Text shown:
──────
Pocohontas Daniels, Phoenix College Student, plans to apply her ASL training as she pursues a business degree  at ASU.

When Pocahontas Daniels moved to Arizona in 2017, she reconnected with a cousin who has special needs, which inspired her to begin learning American Sign Language. Then, she enrolled in an introduction to American Sign Language course (ASL 101) at Phoenix College (PC), to improve her signing skills. While sitting at a local restaurant after class one day, Pocahontas watched a couple conversing in sign language and bravely introduced herself. She remembers fingerspelling her name, and still feeling a little awkward with the motions. 

Pocahontas smiles as she recalls the chance encounter with these (now) friends, who she credits with pushing her to continue her journey studying and eventually majoring in American Sign Language. Prior to the pandemic, Pocahontas volunteered as an ASL interpreter in various capacities, and looks forward to completing her degree in May. In fact, she will graduate from Phoenix College with an Associate of Applied Science in Interpreter Preparation, an Associate of Arts in General Studies, and a Certificate of Completion in Deaf Studies.  

Today, Pocahontas proudly describes herself as fluent in three languages; Spanish, English and American Sign Language. What surprised Pocahontas most about learning American Sign Language was the level of ethical integrity required for Sign Language interpretation. It seems logical that an interpreter would simply interpret what they hear into sign language for the Deaf and Hard of Hearing. But in fact, interpreters’ must be highly conscious to not impart implicit or explicit bias into their interpretation. For example, Pocahontas says, if she was interpreting with a client receiving a phone call from what appeared to be a computer-generated telemarketing firm, Pocahontas would find the best way to interpret what she was hearing, without imparting biases about telemarketing phone calls. 

Pocahontas explains that the level of ethical integrity required to be an interpreter ranges from skillfully navigating scenarios of possible bias like that of the telemarketing example, to highly complicated scenarios where an interpreter might be interpreting an emotionally-charged situation in an education or medical setting. 

Scenarios like these are the focus of Ethics & Decision-Making for ASL/English Interpreters, a course offered by PC's Department of American Sign Language, Deaf Studies and Interpreter Preparation.  It provides students with the tools to successfully navigate the challenges of professional practice.

Pocahontas was recently named to the All Arizona Academic Team. All-Arizona students demonstrate academic excellence and intellectual rigor combined with leadership and service that extends their education beyond the classroom to benefit society. Phi Theta Kappa, the American Association of Community Colleges, Arizona Community Colleges, the Arizona Board of Regents and the Follett Higher Education Group help these exceptional students reach their educational goals by awarding a full-ride tuition scholarship to one of the Arizona state universities.

This fall, Pocahontas will pursue a degree at Arizona State University – W.P. Carey School of Business to bolster her business acumen, and plans to continue practicing ASL during her university studies, with the hope of becoming a nationally certified trilingual interpreter, and an independent contractor.
──────
Tasks and exercises:
A – According to the Phoenix College student profile, what course did Pocahontas Daniels first enroll in at Phoenix College?
B – Please reproduce the part of the Phoenix College student profile from "Scenarios like these" up to and including "Arizona state universities.".

Material provided:
──────
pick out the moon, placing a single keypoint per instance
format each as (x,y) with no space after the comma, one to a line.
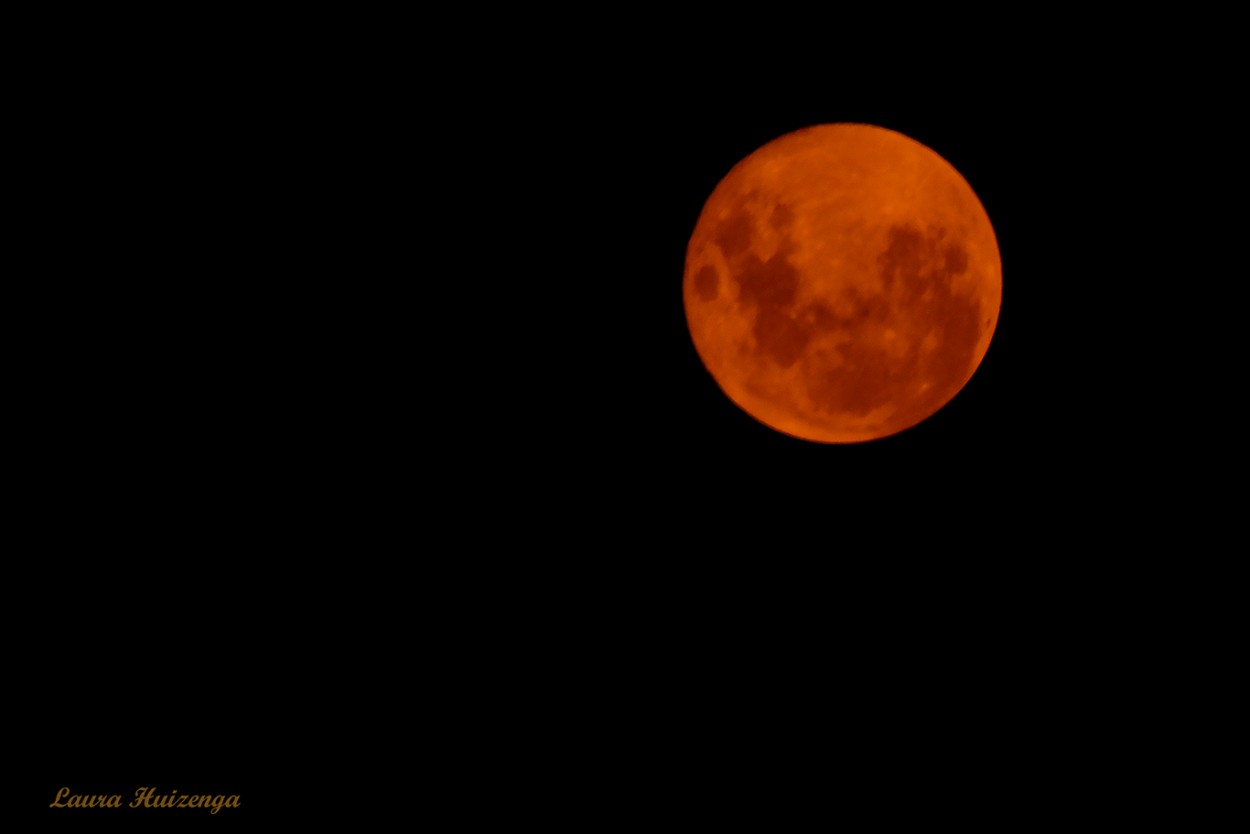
──────
Replies:
A – An introduction to American Sign Language course (ASL 101).

B –
Scenarios like these are the focus of Ethics & Decision-Making for ASL/English Interpreters, a course offered by PC's Department of American Sign Language, Deaf Studies and Interpreter Preparation.  It provides students with the tools to successfully navigate the challenges of professional practice.

Pocahontas was recently named to the All Arizona Academic Team. All-Arizona students demonstrate academic excellence and intellectual rigor combined with leadership and service that extends their education beyond the classroom to benefit society. Phi Theta Kappa, the American Association of Community Colleges, Arizona Community Colleges, the Arizona Board of Regents and the Follett Higher Education Group help these exceptional students reach their educational goals by awarding a full-ride tuition scholarship to one of the Arizona state universities.